(Photo-based referring expression data)

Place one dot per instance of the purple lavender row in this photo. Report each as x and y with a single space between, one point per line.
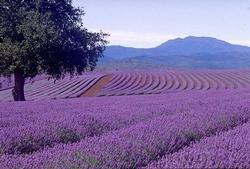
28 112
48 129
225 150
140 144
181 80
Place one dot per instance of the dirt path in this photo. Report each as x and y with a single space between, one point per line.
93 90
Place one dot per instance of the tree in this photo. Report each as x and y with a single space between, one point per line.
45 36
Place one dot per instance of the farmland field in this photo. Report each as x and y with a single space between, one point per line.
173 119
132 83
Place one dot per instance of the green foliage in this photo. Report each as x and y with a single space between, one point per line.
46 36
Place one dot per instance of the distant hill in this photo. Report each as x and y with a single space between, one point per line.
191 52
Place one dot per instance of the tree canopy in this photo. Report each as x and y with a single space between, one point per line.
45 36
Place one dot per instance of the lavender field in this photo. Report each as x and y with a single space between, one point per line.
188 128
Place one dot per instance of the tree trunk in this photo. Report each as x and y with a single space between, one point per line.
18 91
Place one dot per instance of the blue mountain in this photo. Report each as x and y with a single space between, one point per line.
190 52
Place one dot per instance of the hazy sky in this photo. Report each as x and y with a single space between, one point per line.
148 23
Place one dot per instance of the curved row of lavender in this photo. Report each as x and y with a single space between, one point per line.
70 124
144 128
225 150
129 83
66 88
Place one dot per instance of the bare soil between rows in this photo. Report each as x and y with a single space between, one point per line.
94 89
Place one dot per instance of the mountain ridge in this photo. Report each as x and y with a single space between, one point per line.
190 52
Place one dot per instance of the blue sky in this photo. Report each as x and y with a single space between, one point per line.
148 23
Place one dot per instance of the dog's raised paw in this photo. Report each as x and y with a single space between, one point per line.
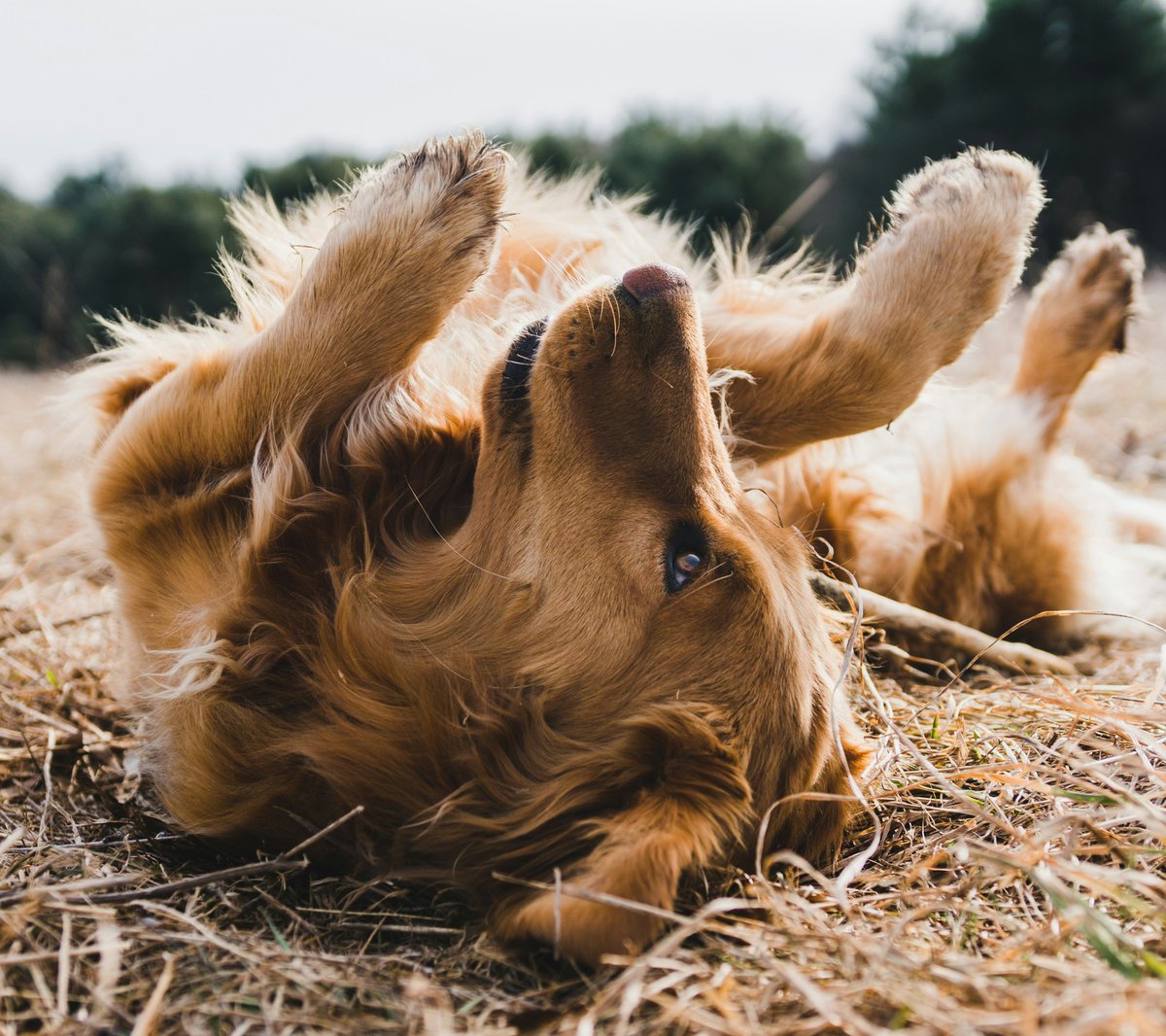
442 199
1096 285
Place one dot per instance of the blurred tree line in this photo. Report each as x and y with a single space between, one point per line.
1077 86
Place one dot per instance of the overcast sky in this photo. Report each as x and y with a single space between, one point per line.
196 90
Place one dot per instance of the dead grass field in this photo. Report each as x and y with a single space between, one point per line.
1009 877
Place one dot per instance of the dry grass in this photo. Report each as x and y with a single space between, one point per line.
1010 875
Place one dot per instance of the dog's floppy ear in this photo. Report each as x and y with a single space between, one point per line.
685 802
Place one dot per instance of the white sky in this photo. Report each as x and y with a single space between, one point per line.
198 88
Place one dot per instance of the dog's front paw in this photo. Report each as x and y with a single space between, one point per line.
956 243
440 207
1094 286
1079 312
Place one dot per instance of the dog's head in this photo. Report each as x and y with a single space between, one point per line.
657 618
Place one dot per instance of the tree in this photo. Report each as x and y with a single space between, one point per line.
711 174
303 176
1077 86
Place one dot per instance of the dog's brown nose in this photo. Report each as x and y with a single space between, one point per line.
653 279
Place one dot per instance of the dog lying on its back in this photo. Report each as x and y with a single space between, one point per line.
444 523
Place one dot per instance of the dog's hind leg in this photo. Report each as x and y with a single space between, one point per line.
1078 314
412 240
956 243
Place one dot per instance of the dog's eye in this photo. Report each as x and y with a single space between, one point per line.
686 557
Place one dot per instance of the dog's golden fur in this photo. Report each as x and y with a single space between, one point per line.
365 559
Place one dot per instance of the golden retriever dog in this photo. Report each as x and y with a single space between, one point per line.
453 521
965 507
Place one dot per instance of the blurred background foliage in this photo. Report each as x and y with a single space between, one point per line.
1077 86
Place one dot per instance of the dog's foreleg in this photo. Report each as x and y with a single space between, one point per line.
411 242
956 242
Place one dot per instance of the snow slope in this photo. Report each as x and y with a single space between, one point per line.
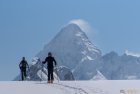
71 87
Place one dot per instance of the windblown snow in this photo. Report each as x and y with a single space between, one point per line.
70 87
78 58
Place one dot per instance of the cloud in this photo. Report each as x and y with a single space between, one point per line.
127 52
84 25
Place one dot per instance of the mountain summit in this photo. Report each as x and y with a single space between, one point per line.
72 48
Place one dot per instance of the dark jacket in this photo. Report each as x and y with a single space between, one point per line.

Work order -
All of the records above should be reproduced exactly, with the pictures left out.

Solution below -
Place one dot per instance of the purple lavender row in this photo. Report each as x and y with a single space between, one point per line.
28 112
48 129
225 150
140 144
181 80
Place one dot per instance of the dirt path in this photo. Report each as x and y with a single space between, one point per line.
93 90
Place one dot per instance of the tree in this photo. Report each as x and y with a single space between, one point per line.
45 36
Place one dot per instance of the farmland field in this photo. Report each as x and y with a single space between, one point per line.
173 119
132 83
Place one dot per instance of the green foliage in this photo. Report each as x and y with a single space between, one point per line.
46 36
Place one dot per instance of the distant hill in this photo. Report each as x and y with a single space between, one point per line.
191 52
Place one dot per instance of the tree canopy in this photo. Report each as x and y with a single space between, one point per line.
45 36
Place one dot per instance of the lavender field in this photo. Report each as x and y with a single space between, one point per line.
188 128
Place one dot per instance of the tree trunk in this photo. Report each as x and y with a single space between, one point per line.
18 91
Place one dot per instance of the blue mountain in this photo. Report each as x and y with a single space between, one point per line.
190 52
Place one dot per instance of the hazy sky in this photo. Report each as x and y with a single space between, one point per line.
148 23
Place one dot per instance of the curved row of lavender in this photo. Report each as x and y with a single space between, one point per line.
70 124
144 128
225 150
129 83
66 88
Place one dot per instance of the bare soil between rows in this photo. Report each as x and y with a single space between, one point per line.
94 89
Place one dot per instance of the mountain ridge in this photo. Report each as x and y with a single space between, one point per line.
190 52
Place one dot per instance of the blue sky in this photo. Report each as x and y with a single space between, one point per line.
148 23
Place one dot per instance of the dog's raised paw in this photo. Report each as x and y with a single space between, one point per line.
442 199
1096 285
Place one dot per instance of the blurred tree line in this photo. Report each as x and y with a single space between, one point per line.
1077 86
Place one dot per instance of the overcast sky in this photo. Report each as x and y with a single space between, one point per line.
196 90
Place one dot per instance of the dead grass field in this photo. Report each as x and y with a single space between, one point per line.
1009 877
Place one dot per instance of the dry grass in this photo. Report each as x and y with a single space between, one point per line.
1010 875
Place one dot per instance of the dog's floppy ear in this photo. Report each as x and y with a single space between, one point per line.
685 802
Place one dot per instance of the white sky in this photo. Report each as x and y with a single space between, one point per line.
198 88
Place one dot per instance of the dog's front paw in this photo. Report each as x and y with a single space between, one point per line.
956 243
440 207
1094 286
1079 312
Place one dot per instance of the dog's head in this photo. Report each as x and y with a single space between, one point per line.
657 618
Place one dot per instance of the tree in this photo. Report each as x and y with a single space between, one point per line.
711 174
303 176
1077 86
Place one dot per instance of the dog's brown nose in this photo. Report each as x and y with a single space between, one point per line.
653 279
Place one dot per instance of the dog lying on its back in this photo. Report each as x and y with a single space between, one point per line.
444 523
Place one dot per instance of the dog's hind leg in this photo. Report each as x and y with a single space between, one point per line.
1078 314
412 240
956 243
Place one dot per instance of the dog's eye in this photo. Report each as x and y with a single space between, one point per line.
686 557
Place one dot per instance of the dog's golden fur in this photo. Report each as x and y with a single space between, one point per line.
365 559
Place one dot per instance of the golden retriever dog in this photo. Report each as x and y with a single space between, one point per line.
453 521
965 507
Place one dot per instance of the blurred background foliage in this photo. Report each as x and y with a single space between, one point per line.
1077 86
Place one dot per instance of the dog's foreleg in this photo. Report each as x and y with a single space between, one point per line.
411 242
956 242
Place one dot per instance of the snow slope in this photo. Report each as x and y with a single space between, one point per line.
71 87
Place one dot per instance of the windblown snow in this photo. Report each as x and y with a single space between, one point per line.
70 87
78 58
Place one dot per instance of the cloud in this photo. Report each as x and y with a single space between, one point per line.
127 52
84 25
Place one dot per instance of the mountain summit in this photo. Report each as x and y with a single space between, one point per line.
72 48
Place one dot per instance of the dark jacket in this photo. Report each as x and y with a single space between, one point per line.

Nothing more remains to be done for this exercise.